(Provided information)
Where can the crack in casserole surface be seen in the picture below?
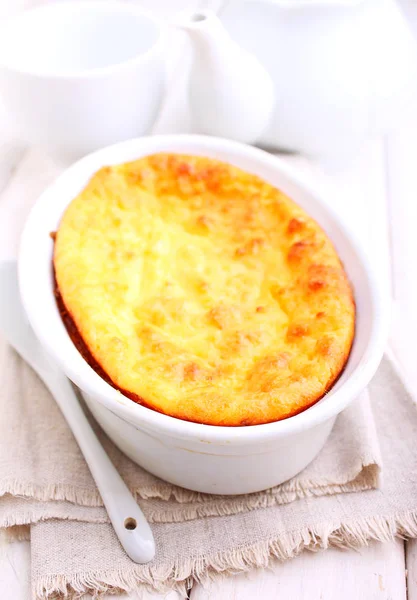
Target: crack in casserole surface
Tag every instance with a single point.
(204, 292)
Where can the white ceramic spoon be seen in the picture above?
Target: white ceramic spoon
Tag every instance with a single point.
(128, 521)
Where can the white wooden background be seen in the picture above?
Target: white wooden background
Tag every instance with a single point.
(377, 195)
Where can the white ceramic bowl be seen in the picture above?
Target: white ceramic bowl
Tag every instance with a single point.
(220, 460)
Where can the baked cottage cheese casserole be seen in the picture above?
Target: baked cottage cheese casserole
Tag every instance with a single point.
(203, 292)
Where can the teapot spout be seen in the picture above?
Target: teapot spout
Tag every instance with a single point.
(231, 94)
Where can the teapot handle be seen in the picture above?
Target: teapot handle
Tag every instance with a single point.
(230, 92)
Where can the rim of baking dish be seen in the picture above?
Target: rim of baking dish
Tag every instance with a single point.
(39, 301)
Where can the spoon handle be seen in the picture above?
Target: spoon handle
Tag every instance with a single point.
(127, 519)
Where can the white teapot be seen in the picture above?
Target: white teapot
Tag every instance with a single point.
(341, 70)
(314, 76)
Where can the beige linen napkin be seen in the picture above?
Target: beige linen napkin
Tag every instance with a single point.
(45, 484)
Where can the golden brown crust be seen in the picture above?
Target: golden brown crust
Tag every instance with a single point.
(203, 292)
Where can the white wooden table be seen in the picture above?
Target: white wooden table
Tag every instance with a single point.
(377, 195)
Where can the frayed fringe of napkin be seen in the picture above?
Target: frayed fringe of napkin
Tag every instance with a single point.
(204, 505)
(181, 574)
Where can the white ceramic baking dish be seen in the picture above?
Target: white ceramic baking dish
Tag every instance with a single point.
(220, 460)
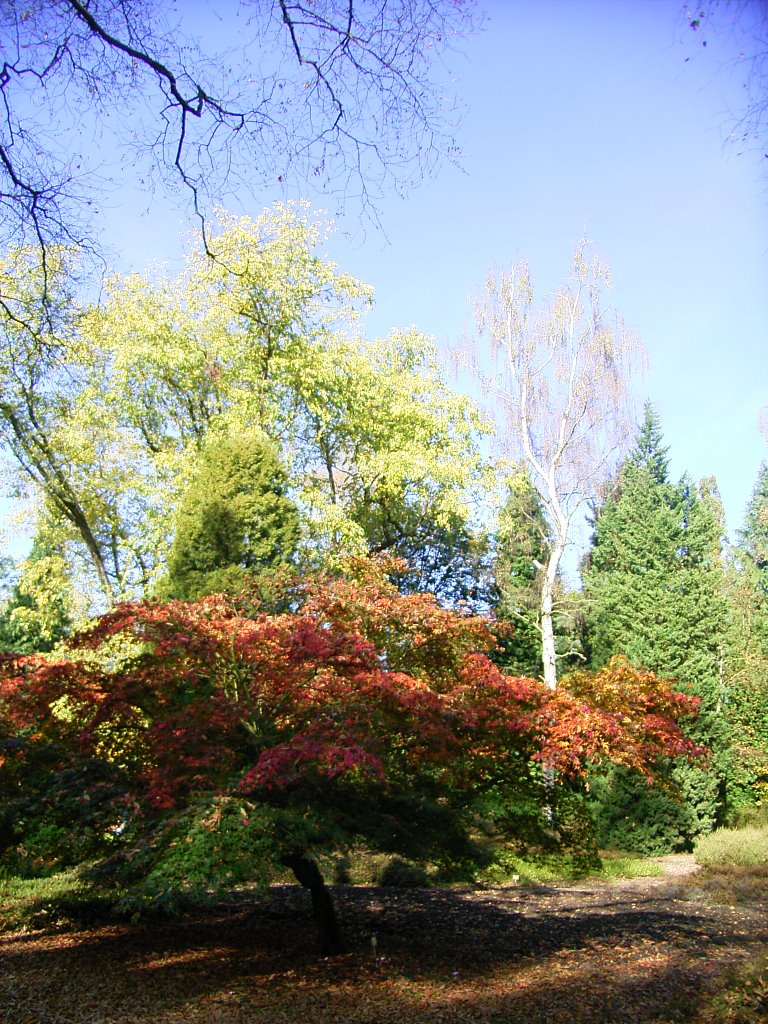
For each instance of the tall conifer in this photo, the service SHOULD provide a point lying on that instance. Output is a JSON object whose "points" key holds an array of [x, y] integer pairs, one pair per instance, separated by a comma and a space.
{"points": [[654, 585]]}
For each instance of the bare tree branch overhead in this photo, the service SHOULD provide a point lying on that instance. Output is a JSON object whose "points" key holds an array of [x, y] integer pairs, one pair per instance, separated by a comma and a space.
{"points": [[338, 91]]}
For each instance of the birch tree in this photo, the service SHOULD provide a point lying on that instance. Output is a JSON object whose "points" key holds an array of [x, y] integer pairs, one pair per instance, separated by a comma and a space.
{"points": [[559, 379]]}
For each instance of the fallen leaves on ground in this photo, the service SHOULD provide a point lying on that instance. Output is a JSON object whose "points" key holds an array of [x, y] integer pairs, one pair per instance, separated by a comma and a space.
{"points": [[646, 952]]}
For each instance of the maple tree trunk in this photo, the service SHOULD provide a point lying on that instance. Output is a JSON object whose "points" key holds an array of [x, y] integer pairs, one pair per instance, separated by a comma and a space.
{"points": [[308, 876]]}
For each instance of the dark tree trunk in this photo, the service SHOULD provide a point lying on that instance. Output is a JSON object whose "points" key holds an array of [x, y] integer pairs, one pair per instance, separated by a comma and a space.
{"points": [[309, 877]]}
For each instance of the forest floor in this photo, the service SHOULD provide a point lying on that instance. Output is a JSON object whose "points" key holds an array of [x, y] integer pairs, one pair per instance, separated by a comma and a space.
{"points": [[631, 951]]}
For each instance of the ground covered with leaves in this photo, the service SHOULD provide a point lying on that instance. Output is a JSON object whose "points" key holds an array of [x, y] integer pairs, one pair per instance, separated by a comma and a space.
{"points": [[630, 951]]}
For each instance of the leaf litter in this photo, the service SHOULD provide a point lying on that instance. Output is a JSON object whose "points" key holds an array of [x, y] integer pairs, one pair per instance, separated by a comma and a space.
{"points": [[645, 951]]}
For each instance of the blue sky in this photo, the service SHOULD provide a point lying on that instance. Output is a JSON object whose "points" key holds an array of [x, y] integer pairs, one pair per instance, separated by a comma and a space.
{"points": [[580, 118]]}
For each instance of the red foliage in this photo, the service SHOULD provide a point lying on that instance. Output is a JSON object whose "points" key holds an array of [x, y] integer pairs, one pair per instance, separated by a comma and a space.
{"points": [[360, 686]]}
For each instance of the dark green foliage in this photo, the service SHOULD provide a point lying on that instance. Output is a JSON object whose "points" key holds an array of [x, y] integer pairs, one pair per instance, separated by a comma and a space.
{"points": [[648, 453], [38, 611], [654, 585], [444, 557], [747, 652], [235, 519], [633, 816]]}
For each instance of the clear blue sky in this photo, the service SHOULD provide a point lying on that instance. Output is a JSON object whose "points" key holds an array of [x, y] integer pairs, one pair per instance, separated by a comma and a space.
{"points": [[582, 117]]}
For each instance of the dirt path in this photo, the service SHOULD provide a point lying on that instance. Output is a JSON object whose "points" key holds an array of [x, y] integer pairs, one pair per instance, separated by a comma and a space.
{"points": [[641, 951]]}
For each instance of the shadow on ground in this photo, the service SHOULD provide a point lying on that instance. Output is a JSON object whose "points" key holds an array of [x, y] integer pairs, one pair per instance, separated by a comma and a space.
{"points": [[512, 955]]}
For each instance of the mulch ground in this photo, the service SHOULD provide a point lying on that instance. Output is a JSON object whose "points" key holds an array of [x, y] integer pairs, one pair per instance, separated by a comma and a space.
{"points": [[628, 952]]}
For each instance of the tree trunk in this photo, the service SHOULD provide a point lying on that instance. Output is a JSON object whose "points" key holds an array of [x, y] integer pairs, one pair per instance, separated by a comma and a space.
{"points": [[308, 876], [549, 656]]}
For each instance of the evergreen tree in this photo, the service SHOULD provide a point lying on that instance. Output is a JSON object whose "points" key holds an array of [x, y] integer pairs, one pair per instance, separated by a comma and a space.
{"points": [[236, 518], [654, 585], [747, 652], [38, 611]]}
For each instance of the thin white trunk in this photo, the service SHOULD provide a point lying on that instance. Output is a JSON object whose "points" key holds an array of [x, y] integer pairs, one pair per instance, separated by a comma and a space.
{"points": [[549, 655]]}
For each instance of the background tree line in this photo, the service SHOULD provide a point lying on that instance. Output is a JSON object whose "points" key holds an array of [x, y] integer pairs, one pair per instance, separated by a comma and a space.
{"points": [[232, 426]]}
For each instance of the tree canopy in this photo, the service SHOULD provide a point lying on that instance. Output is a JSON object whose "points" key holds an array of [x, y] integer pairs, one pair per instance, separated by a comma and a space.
{"points": [[186, 744], [342, 93], [107, 409]]}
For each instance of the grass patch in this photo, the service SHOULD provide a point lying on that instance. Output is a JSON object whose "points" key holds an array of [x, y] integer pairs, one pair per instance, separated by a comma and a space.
(End Provided information)
> [Exercise directions]:
Produce a verbatim copy of the listing, leaving out all pictures.

> [Output of the exercise]:
Where can the crack in casserole surface be seen in the picture below?
Target: crack in casserole surface
Tag every instance with a single point.
(204, 292)
Where can the white ceramic spoon be seen in the picture above?
Target: white ceramic spoon
Tag every instance with a single point.
(128, 521)
Where can the white wooden background be seen in the picture above?
Target: white wooden background
Tag every instance with a single point.
(377, 195)
Where can the white ceramic bowl be seen in the picture above?
Target: white ceramic bowl
Tag every instance with a single point.
(220, 460)
Where can the baked cottage cheese casserole be seen in the picture above?
Target: baked cottage cheese casserole
Tag every instance with a single point.
(203, 292)
Where can the teapot spout be seen in the picture above?
Target: teapot spout
Tag every instance with a single point.
(231, 94)
Where can the teapot handle be seen in the picture above?
Target: teapot handle
Tag every instance with a single point.
(230, 92)
Where can the rim of baking dish be seen in the picture above?
Target: rim of baking dish
Tag every instance with a single point.
(39, 301)
Where can the spoon handle be seen in the picture above?
Target: spoon handle
Tag every instance with a single point.
(127, 519)
Where can the white teapot be seen in the picture above?
Target: white teapot
Tag every instance with a single point.
(341, 70)
(314, 76)
Where can the beige linen napkin be seen in the picture above?
Target: beige linen napkin
Tag every instance with a single point.
(45, 484)
Where can the golden brown crust be seen in the picture above?
Target: golden brown crust
Tag every instance with a single point.
(203, 292)
Where can the white wooden table be seen in the picture above?
Target: white wooden table
Tag every instance with a single point.
(377, 195)
Where can the frayed fringe of napkin be seen in the picture above?
Target: frayed fringe of napkin
Tag every instance with a single point.
(204, 505)
(181, 574)
Where can the white ceramic baking dish be seen in the picture above?
Target: white ceramic baking dish
Tag every instance with a single point.
(220, 460)
For each instance of the tall conifer in this photo, the service SHOULD provide a point lying on that instance. Output is a JSON object whose "points" key holds an array of [x, y] integer pairs, one pair per instance, separated by a comma and a space.
{"points": [[654, 585]]}
For each instance of the bare tree branch overhead in this photo, the service SHOULD provide a point lying on that instance. Output is a JSON object whose "points" key holds an array of [x, y] integer pairs, one pair per instance, separated by a comma and a space.
{"points": [[338, 91]]}
For each instance of the birch tree in this photo, the service SHOULD provide a point lying on that instance. Output is a JSON object whose "points" key holds an array of [x, y] integer pairs, one pair per instance, separated by a comma and a space.
{"points": [[559, 379]]}
For each instance of the fallen leaves on ground in this photo, the service SHOULD provide a point lying on that instance. Output is a JSON object whose "points" key holds an array of [x, y] integer pairs, one pair per instance, separated by a comma and a space.
{"points": [[646, 952]]}
For each instance of the maple tree trunk in this photo, the service SHOULD provide a point lying on that instance. Output is a JSON object whose "points" key holds an array of [x, y] integer pairs, one pair per instance, separated by a comma and a space.
{"points": [[308, 876]]}
For each instance of the dark tree trunk in this photo, the service SHOULD provide a point lying on that instance. Output is a JSON object whose "points" key holds an array of [x, y] integer pairs, one pair per instance, separated by a comma and a space.
{"points": [[309, 877]]}
For each instance of the forest floor in this photo, the service SHOULD provide a point lying on that instance. Output is a JSON object whose "points" key holds an array of [x, y] integer pairs, one pair per instance, separated by a comma and a space.
{"points": [[631, 951]]}
For each instance of the ground covered with leaves in this photo, the service SHOULD provide a point lying on that instance. Output is a JSON object whose "points" key holds an array of [x, y] integer pairs, one pair per instance, separated by a comma and a space.
{"points": [[630, 951]]}
For each instance of the leaf litter in this photo, the service SHOULD provide a point lying on that instance. Output is a JSON object whose "points" key holds an array of [x, y] integer pairs, one pair per instance, separated by a comma and a space.
{"points": [[645, 951]]}
For each instance of the blue sky in this photo, the service SHOULD provide a point lying on that instance. Output is a JSON object whose "points" key holds an array of [x, y] integer pairs, one pair per instance, separated by a comma and a space.
{"points": [[580, 118]]}
For each instance of the red foliage in this photo, the service SHOULD provide a point lying on that instance. Output is a JSON object whose "points" key holds an array of [x, y] integer pairs, one pair per instance, separated by a comma and a space.
{"points": [[360, 686]]}
For each instance of the dark green foliage in this photo, the service SHOULD provide a point lying on that instance. Output is a JSON object whose "points" key holds an array of [x, y] integer pairs, one pair per instance, separated by a comma and a space.
{"points": [[648, 453], [38, 611], [654, 585], [444, 557], [747, 652], [235, 519], [633, 816]]}
For each instance of the clear blue sky in this photo, the service SHOULD provide a point lying on that instance. Output is a JSON object whose "points" key holds an array of [x, y] integer pairs, one pair per instance, separated by a comma and a space.
{"points": [[582, 117]]}
For each instance of the dirt path in this photo, the service SHOULD provide a point lying on that instance. Output is a JSON object whose "points" key holds an array of [x, y] integer pairs, one pair per instance, separated by a comma and a space.
{"points": [[641, 951]]}
For each instance of the shadow on ground in this photo, the service SHOULD provide a point lying on that instance. Output is a JSON object whose "points" key holds an array of [x, y] integer pairs, one pair per instance, separated by a comma and a space.
{"points": [[512, 955]]}
For each instance of the mulch ground in this photo, the service SHOULD provide a point lying on that instance. Output is a JSON object whose "points" key holds an array of [x, y] integer pairs, one pair per instance, separated by a comma and a space.
{"points": [[628, 952]]}
For each instance of the tree trunk in this photo, the service SHOULD provide a point lying on that instance. Output is a JSON object whose "points" key holds an array of [x, y] integer pairs, one pair per instance, separated by a comma and a space.
{"points": [[308, 876], [549, 656]]}
For each instance of the evergreen tree in this photo, the service SHOULD provide a point lying on that instance. Output is a JSON object whose "points" key holds an array of [x, y] integer pairs, one pair per instance, separated by a comma and a space.
{"points": [[236, 518], [654, 585], [747, 652], [38, 611]]}
For each instance of the thin white trunk in this photo, the service SHOULD provide a point lying on that instance. Output is a JSON object whose "points" key holds an array of [x, y] integer pairs, one pair per instance, separated by a comma and a space.
{"points": [[549, 655]]}
For each instance of the background tree line in this photo, the service SHOULD provide a point lying on that instance. Output is a JSON object whose "points" key holds an array of [x, y] integer pairs, one pair per instance, separated by a comma and a space.
{"points": [[232, 426]]}
For each instance of the tree canopy in this photo, the service SHOULD provide a point lying on that instance. Output is a JSON object whose "points" key holds an array of [x, y] integer pairs, one pair per instance, separated by a comma and a space.
{"points": [[186, 744], [342, 93], [107, 409]]}
For each instance of the grass patch in this photo, the service SHOULD provide a point lying on that instance. Output is a JSON object whose "points" key holds an array of [x, y] integer pairs, one pair per instance, separated by a comma and a space.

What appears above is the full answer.